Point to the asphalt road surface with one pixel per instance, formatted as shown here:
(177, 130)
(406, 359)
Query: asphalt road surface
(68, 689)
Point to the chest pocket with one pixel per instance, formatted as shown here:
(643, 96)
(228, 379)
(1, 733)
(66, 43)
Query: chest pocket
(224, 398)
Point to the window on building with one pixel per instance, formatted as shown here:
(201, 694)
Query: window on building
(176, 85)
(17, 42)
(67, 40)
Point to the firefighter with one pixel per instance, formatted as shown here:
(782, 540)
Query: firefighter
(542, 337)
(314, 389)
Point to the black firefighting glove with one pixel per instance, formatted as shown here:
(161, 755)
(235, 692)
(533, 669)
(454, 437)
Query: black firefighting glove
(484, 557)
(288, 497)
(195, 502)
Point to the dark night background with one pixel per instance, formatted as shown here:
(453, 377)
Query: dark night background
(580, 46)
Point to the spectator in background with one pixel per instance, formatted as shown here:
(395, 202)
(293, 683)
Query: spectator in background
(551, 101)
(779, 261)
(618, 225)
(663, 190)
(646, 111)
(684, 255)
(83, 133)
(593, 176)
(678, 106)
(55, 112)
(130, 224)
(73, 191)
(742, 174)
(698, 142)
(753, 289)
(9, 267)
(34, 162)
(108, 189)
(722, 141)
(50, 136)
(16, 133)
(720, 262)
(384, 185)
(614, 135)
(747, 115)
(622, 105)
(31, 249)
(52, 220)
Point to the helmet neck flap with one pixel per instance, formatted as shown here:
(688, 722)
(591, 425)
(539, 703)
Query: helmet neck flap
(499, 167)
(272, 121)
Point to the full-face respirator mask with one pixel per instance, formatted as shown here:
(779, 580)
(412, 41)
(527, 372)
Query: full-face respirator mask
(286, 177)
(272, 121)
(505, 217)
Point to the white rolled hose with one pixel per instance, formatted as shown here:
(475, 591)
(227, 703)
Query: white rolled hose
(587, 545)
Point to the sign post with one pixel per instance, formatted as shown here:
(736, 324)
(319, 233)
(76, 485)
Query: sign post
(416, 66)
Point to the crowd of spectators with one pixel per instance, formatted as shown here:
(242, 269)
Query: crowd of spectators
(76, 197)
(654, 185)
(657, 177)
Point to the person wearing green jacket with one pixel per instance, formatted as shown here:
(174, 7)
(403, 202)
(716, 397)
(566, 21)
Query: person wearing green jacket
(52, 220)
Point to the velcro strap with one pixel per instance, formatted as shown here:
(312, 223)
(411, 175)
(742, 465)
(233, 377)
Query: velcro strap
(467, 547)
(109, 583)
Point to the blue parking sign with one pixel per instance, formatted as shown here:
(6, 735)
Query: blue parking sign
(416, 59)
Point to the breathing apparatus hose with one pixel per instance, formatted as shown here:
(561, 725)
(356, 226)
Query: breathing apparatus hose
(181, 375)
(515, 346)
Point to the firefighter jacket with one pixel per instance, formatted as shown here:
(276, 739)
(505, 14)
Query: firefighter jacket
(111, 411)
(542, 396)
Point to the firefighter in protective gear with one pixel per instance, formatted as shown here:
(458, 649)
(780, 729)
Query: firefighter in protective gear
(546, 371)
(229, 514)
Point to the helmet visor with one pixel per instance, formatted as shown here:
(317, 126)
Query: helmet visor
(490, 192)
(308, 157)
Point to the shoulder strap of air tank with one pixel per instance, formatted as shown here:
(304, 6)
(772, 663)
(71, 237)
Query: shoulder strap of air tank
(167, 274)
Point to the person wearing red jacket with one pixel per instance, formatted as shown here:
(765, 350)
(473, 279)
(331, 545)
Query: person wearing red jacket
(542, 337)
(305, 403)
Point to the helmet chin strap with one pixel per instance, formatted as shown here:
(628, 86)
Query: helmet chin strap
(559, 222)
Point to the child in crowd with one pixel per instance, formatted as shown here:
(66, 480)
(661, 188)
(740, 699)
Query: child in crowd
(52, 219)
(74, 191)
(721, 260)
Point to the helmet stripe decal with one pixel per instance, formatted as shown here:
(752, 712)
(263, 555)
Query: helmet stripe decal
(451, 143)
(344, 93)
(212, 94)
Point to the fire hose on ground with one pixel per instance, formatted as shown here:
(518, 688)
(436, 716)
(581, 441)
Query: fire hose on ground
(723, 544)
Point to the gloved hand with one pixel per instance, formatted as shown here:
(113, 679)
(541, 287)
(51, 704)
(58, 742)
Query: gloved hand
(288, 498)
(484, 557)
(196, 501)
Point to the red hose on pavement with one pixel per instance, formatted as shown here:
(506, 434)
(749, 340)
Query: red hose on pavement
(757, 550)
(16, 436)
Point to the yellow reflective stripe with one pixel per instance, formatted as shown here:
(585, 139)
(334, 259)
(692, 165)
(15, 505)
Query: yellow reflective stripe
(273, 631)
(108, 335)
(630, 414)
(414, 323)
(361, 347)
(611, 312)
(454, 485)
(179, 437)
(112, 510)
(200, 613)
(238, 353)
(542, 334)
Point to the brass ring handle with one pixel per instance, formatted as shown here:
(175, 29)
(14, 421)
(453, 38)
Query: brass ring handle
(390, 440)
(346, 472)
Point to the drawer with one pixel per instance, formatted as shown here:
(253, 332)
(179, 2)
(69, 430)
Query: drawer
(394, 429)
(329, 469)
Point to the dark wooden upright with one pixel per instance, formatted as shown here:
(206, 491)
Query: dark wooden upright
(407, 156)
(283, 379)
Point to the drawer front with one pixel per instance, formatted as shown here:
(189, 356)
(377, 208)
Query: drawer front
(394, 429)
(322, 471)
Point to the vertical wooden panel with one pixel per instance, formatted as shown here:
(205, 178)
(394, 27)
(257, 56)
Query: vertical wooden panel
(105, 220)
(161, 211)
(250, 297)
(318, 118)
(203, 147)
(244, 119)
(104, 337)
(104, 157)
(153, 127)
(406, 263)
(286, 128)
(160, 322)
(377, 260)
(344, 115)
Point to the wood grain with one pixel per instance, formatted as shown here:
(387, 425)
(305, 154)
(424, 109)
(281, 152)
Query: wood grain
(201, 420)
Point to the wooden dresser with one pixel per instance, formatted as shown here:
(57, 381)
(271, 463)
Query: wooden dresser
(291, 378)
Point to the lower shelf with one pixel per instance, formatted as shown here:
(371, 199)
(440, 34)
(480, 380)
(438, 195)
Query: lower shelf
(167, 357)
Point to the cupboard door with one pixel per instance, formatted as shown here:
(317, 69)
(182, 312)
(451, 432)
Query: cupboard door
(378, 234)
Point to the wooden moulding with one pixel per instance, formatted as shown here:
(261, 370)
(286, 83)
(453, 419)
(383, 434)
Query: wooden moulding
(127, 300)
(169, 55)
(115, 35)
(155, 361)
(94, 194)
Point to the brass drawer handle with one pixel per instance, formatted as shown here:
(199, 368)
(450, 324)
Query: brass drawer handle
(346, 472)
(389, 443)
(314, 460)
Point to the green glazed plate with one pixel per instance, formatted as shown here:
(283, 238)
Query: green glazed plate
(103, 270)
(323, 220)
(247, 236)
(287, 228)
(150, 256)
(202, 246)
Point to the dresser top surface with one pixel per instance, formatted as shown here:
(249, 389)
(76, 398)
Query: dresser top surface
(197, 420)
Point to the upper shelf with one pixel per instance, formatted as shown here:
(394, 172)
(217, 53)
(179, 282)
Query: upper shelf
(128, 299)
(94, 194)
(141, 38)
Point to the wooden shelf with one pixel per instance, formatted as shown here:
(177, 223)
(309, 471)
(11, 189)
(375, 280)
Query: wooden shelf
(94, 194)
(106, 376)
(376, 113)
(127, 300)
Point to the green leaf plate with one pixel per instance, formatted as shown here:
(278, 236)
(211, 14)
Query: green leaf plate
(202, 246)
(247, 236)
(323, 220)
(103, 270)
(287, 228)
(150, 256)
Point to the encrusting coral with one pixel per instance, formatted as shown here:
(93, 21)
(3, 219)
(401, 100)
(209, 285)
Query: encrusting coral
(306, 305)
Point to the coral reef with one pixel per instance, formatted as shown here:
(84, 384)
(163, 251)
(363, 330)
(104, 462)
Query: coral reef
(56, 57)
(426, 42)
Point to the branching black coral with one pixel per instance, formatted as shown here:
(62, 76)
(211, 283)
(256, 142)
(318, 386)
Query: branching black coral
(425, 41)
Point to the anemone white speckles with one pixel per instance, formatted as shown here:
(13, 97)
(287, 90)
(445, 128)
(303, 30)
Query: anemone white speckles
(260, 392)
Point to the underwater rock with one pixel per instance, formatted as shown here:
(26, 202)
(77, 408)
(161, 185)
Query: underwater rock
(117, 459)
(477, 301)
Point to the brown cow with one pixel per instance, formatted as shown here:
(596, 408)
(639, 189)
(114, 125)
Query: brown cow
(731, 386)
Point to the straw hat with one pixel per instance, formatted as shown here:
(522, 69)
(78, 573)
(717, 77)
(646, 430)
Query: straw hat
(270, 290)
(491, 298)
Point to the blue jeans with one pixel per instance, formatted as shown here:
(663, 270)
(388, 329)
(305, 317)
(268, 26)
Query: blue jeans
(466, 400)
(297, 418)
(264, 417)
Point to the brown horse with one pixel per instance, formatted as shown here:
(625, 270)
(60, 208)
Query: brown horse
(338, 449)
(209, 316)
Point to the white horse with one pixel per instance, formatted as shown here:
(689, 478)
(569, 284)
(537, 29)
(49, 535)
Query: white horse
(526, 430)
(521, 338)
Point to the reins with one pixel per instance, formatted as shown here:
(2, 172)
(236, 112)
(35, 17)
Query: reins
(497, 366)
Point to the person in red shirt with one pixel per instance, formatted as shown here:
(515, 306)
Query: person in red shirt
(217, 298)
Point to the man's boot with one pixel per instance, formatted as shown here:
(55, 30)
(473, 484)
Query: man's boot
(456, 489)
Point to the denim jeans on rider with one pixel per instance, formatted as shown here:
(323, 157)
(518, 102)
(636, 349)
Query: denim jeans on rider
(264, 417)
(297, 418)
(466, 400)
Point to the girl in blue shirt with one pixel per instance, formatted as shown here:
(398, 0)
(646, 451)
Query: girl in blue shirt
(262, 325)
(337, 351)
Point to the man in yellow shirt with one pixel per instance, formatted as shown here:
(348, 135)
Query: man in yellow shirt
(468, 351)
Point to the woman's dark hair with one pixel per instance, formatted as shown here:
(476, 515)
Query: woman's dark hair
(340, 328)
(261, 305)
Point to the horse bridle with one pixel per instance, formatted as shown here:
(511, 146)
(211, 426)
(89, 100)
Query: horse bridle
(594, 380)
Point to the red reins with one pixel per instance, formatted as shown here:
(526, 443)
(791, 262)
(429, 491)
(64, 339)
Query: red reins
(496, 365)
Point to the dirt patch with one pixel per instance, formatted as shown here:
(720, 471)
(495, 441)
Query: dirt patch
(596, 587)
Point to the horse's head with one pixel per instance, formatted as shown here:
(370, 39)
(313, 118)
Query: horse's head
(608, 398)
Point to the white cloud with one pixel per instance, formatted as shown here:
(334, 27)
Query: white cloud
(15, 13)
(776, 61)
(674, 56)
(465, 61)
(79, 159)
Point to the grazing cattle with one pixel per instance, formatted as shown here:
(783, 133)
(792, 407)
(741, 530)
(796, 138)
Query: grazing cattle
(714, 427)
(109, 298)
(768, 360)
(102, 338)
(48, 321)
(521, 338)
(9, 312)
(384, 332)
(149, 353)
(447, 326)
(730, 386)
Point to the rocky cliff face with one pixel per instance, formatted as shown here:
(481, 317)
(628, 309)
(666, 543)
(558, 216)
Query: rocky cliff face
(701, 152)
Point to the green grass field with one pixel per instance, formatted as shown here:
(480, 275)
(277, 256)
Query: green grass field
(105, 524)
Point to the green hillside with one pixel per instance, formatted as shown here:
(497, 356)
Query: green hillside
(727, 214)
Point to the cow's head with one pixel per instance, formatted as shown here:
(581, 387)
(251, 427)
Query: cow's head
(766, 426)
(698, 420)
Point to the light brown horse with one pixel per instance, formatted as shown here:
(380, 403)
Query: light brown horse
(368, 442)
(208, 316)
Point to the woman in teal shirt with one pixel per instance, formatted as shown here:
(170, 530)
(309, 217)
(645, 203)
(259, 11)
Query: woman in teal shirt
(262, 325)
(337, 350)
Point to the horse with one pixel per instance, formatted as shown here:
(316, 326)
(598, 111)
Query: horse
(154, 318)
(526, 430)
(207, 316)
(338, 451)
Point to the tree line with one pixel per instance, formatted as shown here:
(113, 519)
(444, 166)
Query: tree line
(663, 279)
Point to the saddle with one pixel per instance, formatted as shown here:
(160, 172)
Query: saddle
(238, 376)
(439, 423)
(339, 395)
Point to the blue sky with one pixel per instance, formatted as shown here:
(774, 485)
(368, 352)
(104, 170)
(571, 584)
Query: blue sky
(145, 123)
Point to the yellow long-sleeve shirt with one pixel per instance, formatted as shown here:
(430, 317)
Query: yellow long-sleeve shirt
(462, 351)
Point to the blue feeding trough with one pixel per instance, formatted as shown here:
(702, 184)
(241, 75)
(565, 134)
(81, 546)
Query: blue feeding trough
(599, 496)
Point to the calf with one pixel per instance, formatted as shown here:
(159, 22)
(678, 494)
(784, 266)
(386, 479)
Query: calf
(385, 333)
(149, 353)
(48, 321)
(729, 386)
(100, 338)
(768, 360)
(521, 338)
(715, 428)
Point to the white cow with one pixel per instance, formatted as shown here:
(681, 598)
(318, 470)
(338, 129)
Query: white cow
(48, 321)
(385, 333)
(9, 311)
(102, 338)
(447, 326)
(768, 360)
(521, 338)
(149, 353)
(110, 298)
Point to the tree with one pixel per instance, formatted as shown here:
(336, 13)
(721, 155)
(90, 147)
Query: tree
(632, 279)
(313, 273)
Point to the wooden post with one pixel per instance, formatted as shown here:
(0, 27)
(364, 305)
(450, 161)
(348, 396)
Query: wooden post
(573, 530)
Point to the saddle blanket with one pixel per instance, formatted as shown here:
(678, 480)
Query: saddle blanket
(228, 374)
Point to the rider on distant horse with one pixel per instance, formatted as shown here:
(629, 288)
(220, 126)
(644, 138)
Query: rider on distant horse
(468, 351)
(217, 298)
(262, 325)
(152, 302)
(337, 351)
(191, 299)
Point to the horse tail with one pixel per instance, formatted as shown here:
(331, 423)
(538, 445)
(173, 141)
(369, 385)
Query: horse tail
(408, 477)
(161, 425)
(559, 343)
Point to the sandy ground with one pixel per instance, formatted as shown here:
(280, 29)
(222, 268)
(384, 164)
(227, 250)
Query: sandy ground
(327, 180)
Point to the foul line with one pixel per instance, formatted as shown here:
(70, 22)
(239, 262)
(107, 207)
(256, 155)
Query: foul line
= = = = = = =
WHAT YOU HAVE TO DO: Give the number of lines in the listing above that contain the word "foul", with no other text.

REPLY TO THE TASK: 2